Source extract:
-- Opening Marker --
The PVP ought to mention dependency bounds (Was: Growing Haskell Platform)
marlowsd at gmail.com
Tue Dec 11 17:34:05 CET 2012
On 11/12/12 16:14, Johan Tibell wrote:
> On Tue, Dec 11, 2012 at 1:45 AM, Simon Marlow <marlowsd at gmail.com> wrote:
>> I'm a bit lost. The example from your mail that started this thread *does*
>> compile, because Cabal finds a valid install plan by avoiding the new
>> version of B. It's working exactly as intended, isn't it? Then you said
>> that the user might get confused about why the new B wasn't being used, to
>> which the response is that we need better diagnostics.
>> What's the problem you're getting at above?
> The problem is one of two things, depending on how you look at it. On
> the one hand, if we take "C-1.0 depends on A-1.0.0.*" to mean that C
> states that it can work with any version of A-1.0.0, that is a lie (as
> per the scenario in my original email) and the PVP needs to be
If users expect this interpretation, then I think we should tackle that
with better documentation. It's important that the dependencies on a
package are a *local* statement about the APIs that *this* package
requires, and don't need to take into account constraints imposed elsewhere.
The consequences of the alternative are pretty severe: every package
author basically has to do Cabal's job and perform a backtracking
search, solving the constraints so they can put the results in their
build-depends. Furthermore they would have to re-do this every time a
new constraint is added to the system (somebody uploads a new package
that might be a dependency of one of yours).
> On the other hand, if you take "C-1.0 depends on A-1.0.0.*" to mean
> that C states that it can work with the A-1.0.0 API then users and
> developers might get confused when newer releases of libraries don't
> get picked up even though the version bounds suggests that they would.
> We could try to solve this by cabal telling the user about when this
> situation appears, but understanding why package version conflicts
> appear is already hard to understand for users.
Right, better diagnostics is the solution.
I couldn't use B-22.214.171.124 because it depends on A-2.0
and I couldn't use A-2.0 because C requires A-1.0.0.*
Although, listing all the solutions that *don't* work will quickly get
very verbose. This is a tricky UI problem. Perhaps there should be a
way to ask questions - "why didn't you use B-126.96.36.199?".
-- Closing Marker --
Data shown:
-- Opening Marker --
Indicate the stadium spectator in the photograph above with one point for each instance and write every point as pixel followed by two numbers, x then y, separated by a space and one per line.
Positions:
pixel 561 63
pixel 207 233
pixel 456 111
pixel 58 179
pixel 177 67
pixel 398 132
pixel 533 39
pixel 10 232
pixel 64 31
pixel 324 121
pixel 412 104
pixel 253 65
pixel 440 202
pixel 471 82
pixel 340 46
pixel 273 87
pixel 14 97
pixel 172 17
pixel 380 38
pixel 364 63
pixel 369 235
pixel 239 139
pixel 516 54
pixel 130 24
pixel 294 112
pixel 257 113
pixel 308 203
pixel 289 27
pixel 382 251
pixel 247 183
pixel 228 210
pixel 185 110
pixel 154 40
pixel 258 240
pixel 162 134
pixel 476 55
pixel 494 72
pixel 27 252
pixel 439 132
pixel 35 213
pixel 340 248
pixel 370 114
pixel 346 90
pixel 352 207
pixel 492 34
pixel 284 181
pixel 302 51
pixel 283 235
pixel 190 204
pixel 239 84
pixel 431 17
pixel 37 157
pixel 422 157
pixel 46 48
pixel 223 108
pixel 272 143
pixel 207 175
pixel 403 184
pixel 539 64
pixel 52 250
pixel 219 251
-- Closing Marker --
-- Opening Marker --
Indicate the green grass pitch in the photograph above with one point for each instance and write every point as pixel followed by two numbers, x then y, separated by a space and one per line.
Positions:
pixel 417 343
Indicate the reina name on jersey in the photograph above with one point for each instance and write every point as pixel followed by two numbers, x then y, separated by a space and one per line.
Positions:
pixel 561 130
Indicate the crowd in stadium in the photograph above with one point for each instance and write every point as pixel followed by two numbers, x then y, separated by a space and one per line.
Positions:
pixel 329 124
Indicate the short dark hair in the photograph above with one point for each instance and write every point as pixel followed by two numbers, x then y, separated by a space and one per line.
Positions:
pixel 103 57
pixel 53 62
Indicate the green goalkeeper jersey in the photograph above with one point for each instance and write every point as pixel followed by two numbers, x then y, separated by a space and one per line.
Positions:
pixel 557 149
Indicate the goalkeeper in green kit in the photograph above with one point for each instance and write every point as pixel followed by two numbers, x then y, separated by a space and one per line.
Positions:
-- Closing Marker --
-- Opening Marker --
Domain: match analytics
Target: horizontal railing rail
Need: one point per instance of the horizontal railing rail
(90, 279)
-- Closing Marker --
What the task asks:
Answer these questions from the post on dependency bounds:
(a) How does Cabal find a valid install plan in the example from the thread's first mail?
(b) Under the alternative interpretation, what search would every package author have to perform?
(c) What solution does the reply name for users confused by newer releases not being picked up?

Written response:
(a) By avoiding the new version of B.
(b) A backtracking search, solving the constraints so they can put the results in their build-depends.
(c) Better diagnostics.